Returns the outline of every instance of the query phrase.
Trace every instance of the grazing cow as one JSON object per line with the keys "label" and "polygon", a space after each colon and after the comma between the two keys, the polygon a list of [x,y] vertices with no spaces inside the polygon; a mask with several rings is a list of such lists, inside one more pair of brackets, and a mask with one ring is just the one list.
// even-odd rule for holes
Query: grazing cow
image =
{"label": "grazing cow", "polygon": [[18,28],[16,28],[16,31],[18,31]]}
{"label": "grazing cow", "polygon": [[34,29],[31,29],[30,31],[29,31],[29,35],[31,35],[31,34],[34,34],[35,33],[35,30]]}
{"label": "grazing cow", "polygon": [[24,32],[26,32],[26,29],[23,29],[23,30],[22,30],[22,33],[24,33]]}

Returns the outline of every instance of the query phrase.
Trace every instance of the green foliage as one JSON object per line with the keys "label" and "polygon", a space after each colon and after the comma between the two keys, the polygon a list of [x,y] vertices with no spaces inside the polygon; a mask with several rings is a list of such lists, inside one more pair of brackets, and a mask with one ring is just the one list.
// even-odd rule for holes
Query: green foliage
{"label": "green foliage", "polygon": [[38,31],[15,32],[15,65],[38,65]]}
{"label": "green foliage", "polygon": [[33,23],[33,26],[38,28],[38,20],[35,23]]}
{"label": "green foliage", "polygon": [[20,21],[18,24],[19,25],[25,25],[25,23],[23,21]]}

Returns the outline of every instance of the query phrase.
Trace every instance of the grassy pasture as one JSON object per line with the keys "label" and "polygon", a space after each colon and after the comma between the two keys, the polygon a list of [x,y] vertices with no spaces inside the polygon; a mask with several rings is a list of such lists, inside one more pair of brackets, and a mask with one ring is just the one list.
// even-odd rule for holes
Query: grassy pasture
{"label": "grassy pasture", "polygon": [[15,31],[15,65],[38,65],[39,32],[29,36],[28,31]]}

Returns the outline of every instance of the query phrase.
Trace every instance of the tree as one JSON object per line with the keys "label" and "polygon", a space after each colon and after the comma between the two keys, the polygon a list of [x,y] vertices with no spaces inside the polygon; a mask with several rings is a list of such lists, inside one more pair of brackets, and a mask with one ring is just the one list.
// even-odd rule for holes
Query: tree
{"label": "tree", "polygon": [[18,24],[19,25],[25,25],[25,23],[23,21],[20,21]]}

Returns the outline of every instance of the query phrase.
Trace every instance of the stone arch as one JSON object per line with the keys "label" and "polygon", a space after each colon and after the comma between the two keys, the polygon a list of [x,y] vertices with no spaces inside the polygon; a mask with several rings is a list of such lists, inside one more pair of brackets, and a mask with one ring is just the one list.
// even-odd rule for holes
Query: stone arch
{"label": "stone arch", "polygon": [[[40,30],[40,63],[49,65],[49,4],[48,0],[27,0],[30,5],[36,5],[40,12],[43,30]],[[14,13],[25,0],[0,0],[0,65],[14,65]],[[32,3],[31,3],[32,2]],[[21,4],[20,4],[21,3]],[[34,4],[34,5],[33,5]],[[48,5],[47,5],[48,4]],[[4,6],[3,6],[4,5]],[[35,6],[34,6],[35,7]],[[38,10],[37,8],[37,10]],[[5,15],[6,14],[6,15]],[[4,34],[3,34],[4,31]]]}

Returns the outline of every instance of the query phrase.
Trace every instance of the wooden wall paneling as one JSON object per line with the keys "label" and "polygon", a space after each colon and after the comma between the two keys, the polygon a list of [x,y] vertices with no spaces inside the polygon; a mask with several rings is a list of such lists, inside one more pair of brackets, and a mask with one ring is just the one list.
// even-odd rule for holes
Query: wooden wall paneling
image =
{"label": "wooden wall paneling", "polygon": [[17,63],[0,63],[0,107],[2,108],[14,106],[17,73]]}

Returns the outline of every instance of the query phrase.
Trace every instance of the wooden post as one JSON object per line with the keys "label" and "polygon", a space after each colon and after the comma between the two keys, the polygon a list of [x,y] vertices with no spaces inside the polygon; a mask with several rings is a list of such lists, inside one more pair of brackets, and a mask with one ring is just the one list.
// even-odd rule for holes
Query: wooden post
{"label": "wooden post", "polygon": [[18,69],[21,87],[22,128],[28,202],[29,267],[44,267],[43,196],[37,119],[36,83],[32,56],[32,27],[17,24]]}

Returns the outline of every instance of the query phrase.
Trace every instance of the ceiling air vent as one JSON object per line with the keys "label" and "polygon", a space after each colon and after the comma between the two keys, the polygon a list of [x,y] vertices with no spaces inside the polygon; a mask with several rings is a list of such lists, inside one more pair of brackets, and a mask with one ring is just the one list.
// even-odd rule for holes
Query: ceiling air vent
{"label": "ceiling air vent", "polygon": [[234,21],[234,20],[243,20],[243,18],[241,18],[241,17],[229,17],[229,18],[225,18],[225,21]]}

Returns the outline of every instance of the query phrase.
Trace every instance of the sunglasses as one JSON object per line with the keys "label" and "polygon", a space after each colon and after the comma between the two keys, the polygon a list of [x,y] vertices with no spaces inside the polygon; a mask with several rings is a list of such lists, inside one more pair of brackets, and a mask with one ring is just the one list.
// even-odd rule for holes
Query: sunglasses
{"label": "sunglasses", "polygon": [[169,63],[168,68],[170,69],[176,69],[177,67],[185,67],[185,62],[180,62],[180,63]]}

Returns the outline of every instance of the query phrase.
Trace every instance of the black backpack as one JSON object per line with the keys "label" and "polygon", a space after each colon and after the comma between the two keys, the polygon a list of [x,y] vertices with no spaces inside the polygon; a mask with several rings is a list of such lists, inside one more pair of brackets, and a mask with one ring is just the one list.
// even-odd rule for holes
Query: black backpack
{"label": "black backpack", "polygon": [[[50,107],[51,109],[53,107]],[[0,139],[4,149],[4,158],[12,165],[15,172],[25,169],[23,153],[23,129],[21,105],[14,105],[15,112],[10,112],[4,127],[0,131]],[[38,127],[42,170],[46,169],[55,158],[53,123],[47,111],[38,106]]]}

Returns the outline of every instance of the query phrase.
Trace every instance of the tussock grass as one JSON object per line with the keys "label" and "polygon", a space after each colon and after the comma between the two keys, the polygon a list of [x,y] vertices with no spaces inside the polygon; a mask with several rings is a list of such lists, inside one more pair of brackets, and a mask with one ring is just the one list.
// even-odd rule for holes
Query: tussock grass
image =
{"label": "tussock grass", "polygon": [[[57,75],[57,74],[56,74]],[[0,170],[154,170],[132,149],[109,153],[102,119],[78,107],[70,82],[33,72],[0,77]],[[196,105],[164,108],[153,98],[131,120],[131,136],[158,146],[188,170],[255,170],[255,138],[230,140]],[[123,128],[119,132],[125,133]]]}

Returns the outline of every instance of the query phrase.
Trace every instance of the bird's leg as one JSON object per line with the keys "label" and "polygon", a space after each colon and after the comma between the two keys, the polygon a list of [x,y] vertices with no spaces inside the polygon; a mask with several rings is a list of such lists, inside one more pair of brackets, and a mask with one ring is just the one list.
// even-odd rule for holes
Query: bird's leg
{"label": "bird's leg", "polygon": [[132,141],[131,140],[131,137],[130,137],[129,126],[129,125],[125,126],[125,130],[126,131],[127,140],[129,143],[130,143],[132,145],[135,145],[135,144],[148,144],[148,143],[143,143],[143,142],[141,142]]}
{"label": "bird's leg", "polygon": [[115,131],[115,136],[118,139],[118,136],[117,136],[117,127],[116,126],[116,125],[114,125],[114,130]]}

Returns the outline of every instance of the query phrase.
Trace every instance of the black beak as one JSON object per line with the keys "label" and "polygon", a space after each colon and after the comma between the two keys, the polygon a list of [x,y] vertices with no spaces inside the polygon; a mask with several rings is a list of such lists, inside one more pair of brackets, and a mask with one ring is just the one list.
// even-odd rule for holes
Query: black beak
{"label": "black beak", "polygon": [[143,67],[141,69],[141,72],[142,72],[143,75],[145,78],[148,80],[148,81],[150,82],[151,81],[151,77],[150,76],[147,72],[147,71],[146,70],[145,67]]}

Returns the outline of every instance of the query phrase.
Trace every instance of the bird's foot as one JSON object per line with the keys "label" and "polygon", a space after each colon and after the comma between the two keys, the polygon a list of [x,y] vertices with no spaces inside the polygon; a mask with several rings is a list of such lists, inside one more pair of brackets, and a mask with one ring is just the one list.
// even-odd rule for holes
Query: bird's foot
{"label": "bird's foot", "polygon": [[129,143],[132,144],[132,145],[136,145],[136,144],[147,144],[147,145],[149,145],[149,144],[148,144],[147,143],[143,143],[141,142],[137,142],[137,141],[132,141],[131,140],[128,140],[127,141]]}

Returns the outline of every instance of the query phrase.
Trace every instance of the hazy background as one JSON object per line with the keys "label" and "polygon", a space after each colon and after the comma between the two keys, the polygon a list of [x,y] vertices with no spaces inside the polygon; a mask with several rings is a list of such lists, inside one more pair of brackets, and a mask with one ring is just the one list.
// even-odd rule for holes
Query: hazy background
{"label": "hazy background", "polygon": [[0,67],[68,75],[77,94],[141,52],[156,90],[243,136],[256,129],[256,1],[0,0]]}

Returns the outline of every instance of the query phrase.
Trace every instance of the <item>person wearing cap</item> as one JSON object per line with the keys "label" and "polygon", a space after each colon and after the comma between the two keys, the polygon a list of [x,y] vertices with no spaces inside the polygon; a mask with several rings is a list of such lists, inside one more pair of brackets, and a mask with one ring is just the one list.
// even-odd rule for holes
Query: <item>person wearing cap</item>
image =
******************************
Return every line of the entries above that contains the word "wall", copying each line in full.

Expected output:
Trace every instance of the wooden wall paneling as one JSON object per line with the keys "label" and "polygon", a space after each colon and after the comma between the two keys, the polygon a list of [x,y] vertices with no spaces inside the polygon; a mask with several rings is a list of such lists, inside one more pair of brackets, and a mask with one ring is just the one list.
Query: wooden wall paneling
{"label": "wooden wall paneling", "polygon": [[17,63],[0,63],[0,107],[2,108],[14,106],[17,73]]}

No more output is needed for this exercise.